# What to do:
Reproduce these items with "evenodd" swapped for "nonzero" everywhere it occurs, leaving everything else untouched.

[Rows from a dataset]
══════════

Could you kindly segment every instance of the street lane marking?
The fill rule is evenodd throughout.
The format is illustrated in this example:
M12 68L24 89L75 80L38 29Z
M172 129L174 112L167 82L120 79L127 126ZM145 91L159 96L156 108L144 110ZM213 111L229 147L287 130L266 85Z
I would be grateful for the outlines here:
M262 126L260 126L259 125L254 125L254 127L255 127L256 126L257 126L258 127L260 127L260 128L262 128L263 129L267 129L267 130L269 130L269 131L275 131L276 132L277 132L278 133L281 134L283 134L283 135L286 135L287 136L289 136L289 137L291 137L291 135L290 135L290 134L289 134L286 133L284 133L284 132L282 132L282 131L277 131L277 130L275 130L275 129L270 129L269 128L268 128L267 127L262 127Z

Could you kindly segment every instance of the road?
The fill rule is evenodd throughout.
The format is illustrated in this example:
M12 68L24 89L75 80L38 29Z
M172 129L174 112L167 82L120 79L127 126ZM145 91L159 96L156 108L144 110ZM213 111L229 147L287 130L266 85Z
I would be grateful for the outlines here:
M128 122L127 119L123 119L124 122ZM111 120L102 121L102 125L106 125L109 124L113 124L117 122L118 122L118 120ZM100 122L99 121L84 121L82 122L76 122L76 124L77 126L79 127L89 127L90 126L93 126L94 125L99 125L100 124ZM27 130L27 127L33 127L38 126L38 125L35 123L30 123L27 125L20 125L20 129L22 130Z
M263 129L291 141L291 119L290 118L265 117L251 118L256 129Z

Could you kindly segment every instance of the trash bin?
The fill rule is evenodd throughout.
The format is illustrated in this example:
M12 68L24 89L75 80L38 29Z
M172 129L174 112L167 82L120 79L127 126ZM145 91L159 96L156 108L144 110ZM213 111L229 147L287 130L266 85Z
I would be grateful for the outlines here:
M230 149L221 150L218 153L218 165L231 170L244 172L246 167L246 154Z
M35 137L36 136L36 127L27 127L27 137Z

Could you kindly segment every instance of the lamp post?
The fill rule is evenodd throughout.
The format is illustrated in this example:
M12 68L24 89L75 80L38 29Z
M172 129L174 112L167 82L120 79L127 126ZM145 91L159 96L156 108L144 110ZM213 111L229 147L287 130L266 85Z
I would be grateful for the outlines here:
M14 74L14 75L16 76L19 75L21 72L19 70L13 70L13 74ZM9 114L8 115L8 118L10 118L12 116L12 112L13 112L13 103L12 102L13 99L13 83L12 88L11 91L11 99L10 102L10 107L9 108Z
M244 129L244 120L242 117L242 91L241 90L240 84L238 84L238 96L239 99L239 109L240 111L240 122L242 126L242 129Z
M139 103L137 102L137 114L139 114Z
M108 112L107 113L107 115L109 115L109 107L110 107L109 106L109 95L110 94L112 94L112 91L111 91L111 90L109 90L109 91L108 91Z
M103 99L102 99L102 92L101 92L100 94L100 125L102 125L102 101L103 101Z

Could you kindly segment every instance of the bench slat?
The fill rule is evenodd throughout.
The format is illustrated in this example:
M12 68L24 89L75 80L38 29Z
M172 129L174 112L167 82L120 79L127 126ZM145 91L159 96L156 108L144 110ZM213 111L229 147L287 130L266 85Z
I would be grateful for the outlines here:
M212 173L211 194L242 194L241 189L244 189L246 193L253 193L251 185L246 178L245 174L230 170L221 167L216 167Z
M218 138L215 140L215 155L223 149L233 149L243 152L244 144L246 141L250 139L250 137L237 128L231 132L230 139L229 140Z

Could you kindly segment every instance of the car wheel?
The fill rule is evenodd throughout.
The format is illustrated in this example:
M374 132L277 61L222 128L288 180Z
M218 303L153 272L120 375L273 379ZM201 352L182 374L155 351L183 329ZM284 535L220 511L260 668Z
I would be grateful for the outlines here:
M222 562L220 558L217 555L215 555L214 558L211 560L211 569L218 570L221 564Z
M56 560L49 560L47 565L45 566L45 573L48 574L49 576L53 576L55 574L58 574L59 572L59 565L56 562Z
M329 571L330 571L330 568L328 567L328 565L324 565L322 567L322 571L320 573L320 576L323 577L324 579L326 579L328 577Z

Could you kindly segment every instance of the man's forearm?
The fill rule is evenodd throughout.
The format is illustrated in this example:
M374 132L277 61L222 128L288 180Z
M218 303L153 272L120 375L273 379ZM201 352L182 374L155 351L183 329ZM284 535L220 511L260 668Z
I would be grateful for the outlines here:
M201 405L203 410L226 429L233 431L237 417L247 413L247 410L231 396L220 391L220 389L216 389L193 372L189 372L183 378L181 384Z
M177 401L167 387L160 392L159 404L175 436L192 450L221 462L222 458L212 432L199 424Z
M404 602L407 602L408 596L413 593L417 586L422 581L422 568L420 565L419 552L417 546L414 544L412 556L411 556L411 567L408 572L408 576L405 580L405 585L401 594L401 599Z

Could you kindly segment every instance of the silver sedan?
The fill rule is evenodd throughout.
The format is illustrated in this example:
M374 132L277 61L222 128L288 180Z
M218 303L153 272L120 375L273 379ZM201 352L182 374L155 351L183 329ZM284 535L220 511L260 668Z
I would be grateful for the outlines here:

══════════

# Final result:
Could you kindly segment every instance of the street lane marking?
The fill rule is nonzero throughout.
The format is illustrated in this example:
M12 68L24 89L75 80L38 29Z
M172 129L174 112L167 82L120 79L127 126ZM145 91L159 96L156 108L144 110ZM213 111L229 147L287 130L266 85Z
I would be grateful for the outlines here:
M262 126L260 126L259 125L254 125L254 127L255 127L256 126L257 126L258 127L260 127L260 128L262 128L263 129L267 129L267 130L269 130L269 131L275 131L276 132L277 132L278 133L281 134L283 134L283 135L286 135L287 136L289 136L289 137L291 137L291 135L290 135L290 134L289 134L286 133L284 133L284 132L282 132L282 131L277 131L277 130L275 130L275 129L270 129L269 128L268 128L267 127L262 127Z

Could you kindly segment every instance of the road?
The fill rule is nonzero throughout.
The format is illustrated in this example:
M12 68L24 89L75 80L38 29Z
M172 129L174 112L167 82L120 79L127 126ZM145 91L159 96L156 108L144 110ZM213 111L229 147L287 130L266 85Z
I would be grateful for the outlines here:
M128 122L127 119L123 119L124 122ZM111 120L102 121L102 125L106 125L109 124L113 124L117 122L118 122L118 120ZM100 122L99 121L84 121L82 122L76 122L76 124L77 126L79 127L89 127L90 126L93 126L94 125L99 125L100 124ZM27 130L27 127L33 127L38 126L38 125L35 123L30 123L27 125L20 125L20 129L22 130Z
M263 129L291 141L291 119L290 118L265 117L251 118L256 129Z

Could you kindly segment every instance of the trash bin?
The fill rule is nonzero throughout.
The format is illustrated in this example:
M12 68L24 89L75 80L38 29Z
M172 129L174 112L167 82L120 79L127 126ZM145 91L159 96L156 108L144 110ZM213 111L229 147L287 130L266 85Z
I would be grateful for the outlines here:
M230 149L221 150L218 153L218 165L231 170L244 172L246 167L246 154Z
M35 137L36 136L36 127L27 127L27 137Z

Could you kindly segment every instance of the lamp post?
The fill rule is nonzero throughout.
The format is illustrated in this example:
M12 68L24 89L75 80L38 29Z
M172 129L174 112L167 82L120 79L127 126ZM145 91L159 96L156 108L144 110ZM213 111L229 147L287 130L266 85Z
I would be grateful for the outlines here:
M14 74L14 75L16 76L19 75L21 72L19 70L13 70L13 74ZM9 114L8 115L8 118L10 118L12 116L12 112L13 112L13 103L12 102L13 99L13 83L12 88L11 91L11 99L10 102L10 107L9 108Z
M244 129L244 120L242 117L242 91L241 90L240 84L238 84L238 96L239 99L239 109L240 111L240 122L242 126L242 129Z
M139 103L137 102L137 114L139 114Z
M108 112L107 113L107 115L109 115L109 107L110 107L109 106L109 95L110 94L112 94L112 91L111 91L111 90L109 90L109 91L108 91Z
M103 99L102 99L102 92L101 92L100 94L100 125L102 125L102 101L103 101Z

Could you kindly segment every instance of the bench slat?
The fill rule is nonzero throughout.
The format is illustrated in this example:
M12 68L24 89L75 80L38 29Z
M172 129L174 112L167 82L120 79L127 126ZM145 91L159 96L156 108L144 110ZM213 111L229 147L287 130L266 85Z
I would be grateful for the outlines here:
M212 173L211 194L242 194L241 189L244 189L246 193L253 193L251 185L246 178L245 174L230 170L221 167L216 167Z
M218 138L215 140L215 155L223 149L233 149L243 152L244 144L246 141L250 139L250 137L237 128L231 132L230 139L229 140Z

Could you kindly segment every instance of the car wheel?
The fill rule is nonzero throughout.
The format is illustrated in this example:
M374 132L277 61L222 128L288 180Z
M218 303L153 272L120 375L273 379ZM201 352L182 374L155 351L183 329ZM284 535L220 511L260 668Z
I would be grateful for the outlines here:
M222 562L220 558L217 555L215 555L214 558L211 560L211 569L218 570L221 564Z
M56 560L49 560L47 565L45 566L45 573L48 574L49 576L53 576L55 574L58 574L59 572L59 565L56 562Z
M329 571L330 571L330 568L328 567L328 565L324 565L322 567L322 571L320 573L320 576L323 577L324 579L326 579L328 577Z

Could you kindly segment every instance of the man's forearm?
The fill rule is nonzero throughout.
The format is illustrated in this example:
M374 132L277 61L222 128L288 180Z
M218 303L153 272L120 375L273 379ZM201 352L182 374L155 351L183 329ZM284 535L220 511L260 668Z
I would be grateful for the outlines here:
M201 405L203 410L226 429L233 431L237 417L247 413L247 410L231 396L220 391L220 389L216 389L193 372L189 372L183 378L181 384Z
M177 401L167 387L160 392L159 404L175 436L192 450L221 462L222 458L212 432L199 424Z
M404 602L407 602L408 596L413 593L417 586L422 581L422 568L420 565L419 552L417 546L414 544L412 556L411 556L411 567L408 572L408 576L405 580L405 585L401 594L401 599Z

Could you kindly segment every instance of the silver sedan?
The fill rule is nonzero throughout.
The format is illustrated in this example:
M374 132L277 61L222 128L288 180Z
M218 303L153 272L120 375L273 379ZM201 352L182 374L155 351L183 329ZM284 535L220 511L260 668Z
I would be grateful for the outlines here:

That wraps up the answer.